● Problème
Prolongez, s'il vous plaît, le texte sur l'ouverture commerciale de l'Inde à partir de sa dernière phrase.

● Texte à lire
----------------------------------------

Pendant plus de quatre décennies après l’Independence en 1947,
les gouvernements indiens successifs ont entretenu une stratégie de développement
économique protectionniste. La plupart des produits étrangers étaient soumis à un
régime autoritaire de licence d’importation, et les droits de douanes imposés, pouvant
atteindre jusqu’à 400 %, étaient largement prohibitifs. Selon Joshi et Little, «
en juin 1991, l’Inde était le pays non communiste le plus autarcique du monde »
[1].
La crise de la balance des paiements de l’été 1991 a forcé le
gouvernement à changer de stratégie. Sous l’influence de l’économiste Manmohan Singh
(alors ministre des Finances), nombre des restrictions au commerce extérieur ont
été peu à peu réduites ou abolies. La liste des produits sujets à des interdictions
d’exportation est passée de 185 articles en 1991 à 16 en 1992. Le droit de douane
nominal moyen est passé de 90% en 1990 à 55% en 1992 et à 15% aujourd’hui. En conséquence,
la part du commerce extérieur dans le PIB du pays est passée de 10% en 1980 à environ
23% aujourd’hui [2].
Ces réformes ont été abondamment critiquées par les militants
anticapitalistes et par les intellectuels hostiles au libre échange. En particulier,
les critiques ont reproché aux réformes d’être à l’origine de l’appauvrissement
des populations les plus fragiles, notamment dans les campagnes. Les producteurs
locaux auraient été plongés dans la misère par la concurrence des firmes étrangères
plus expérimentées. La militante des droits de l’homme Smita Narula va même jusqu’à
attribuer aux réformes de libéralisation l’origine des récentes vagues de suicide
parmi les fermiers indiens [3].
Une récente étude de J. Salcedo Cain, Rana Hasan et Devashish
Mitra[4] montre que le lien entre l’ouverture commerciale et l’aggravation de la
pauvreté est largement fictif. Dans leur article, intitulé« Trade liberalization
and poverty reduction, new evidence from Indian States », les auteurs affirment
qu’en réalité, les états indiens les plus exposés à l’ouverture commerciale ont
connu une réduction plus rapide de la pauvreté absolue (mesurée par la proportion
d’individus dans la population vivant avec un niveau de consommation insuffisant
pour assurer une ration journalière de 2000 kilo calories). Les données, extraites
du National Sample Survey (NSS), révèlent que l’ampleur de l’effet positif est significative
: « en moyenne, chaque baisse d’un point de pourcentage du taux de droit de douane
pondéré est accompagnée d’une réduction de la pauvreté de 0,57%, ce qui implique
que 38% de la réduction de la pauvreté durant la période 1987-2004 peut être attribué
à l’exposition au commerce mondial » (p. 7)Autrement dit, l’ouverture à l’économie
mondiale aurait fait émerger de la pauvreté plus de vingt millions d’Indiens. Il
existe peu de programmes de protection sociale pouvant prétendre à de tels résultats.

----------------------------------------

● Données enregistrées
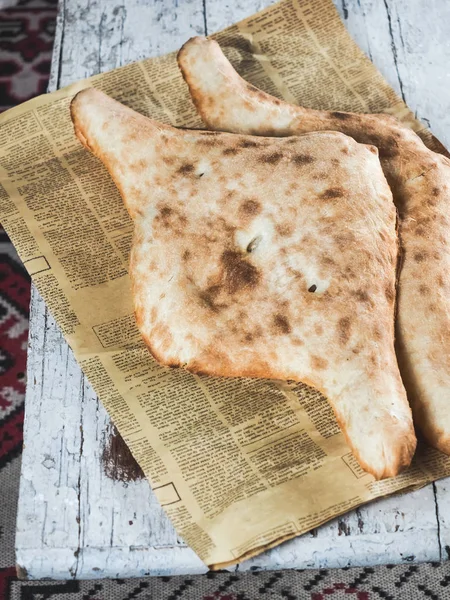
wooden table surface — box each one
[16,0,450,579]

----------------------------------------

● Résultat final
Pourquoi l’ouverture commerciale s’est-elle traduite par une
réduction de la pauvreté ?
Une première explication de ce phénomène a trait à ce que la théorie standard du commerce international appelle le « théorème de Stolper-Samuelson ». Ce théorème énonce que lorsqu’un pays s’ouvre au commerce, les détenteurs du facteur de production utilisé de façon intensive dans le processus de fabrication du bien dans lequel le pays se spécialise voient leur rémunération réelle augmenter. L’Inde, abondamment dotée en travail peu qualifié, doit se spécialiser dans la production de biens dont la fabrication requiert davantage de cet intrant. Le théorème de Stolper-Samuelson prédit donc que la rémunération (le salaire réel) des travailleurs indiens peu qualifiés (bien souvent les plus pauvres) doit augmenter avec l’ouverture au commerce.
Une deuxième explication concerne le lien étroit qui existe entre
ouverture commerciale, croissance, et réduction de la pauvreté. Ici, l’argument
établit que l’ouverture commerciale génère de la croissance économique ; et qu’en
retour, la croissance économique conduit à une réduction de la pauvreté absolue.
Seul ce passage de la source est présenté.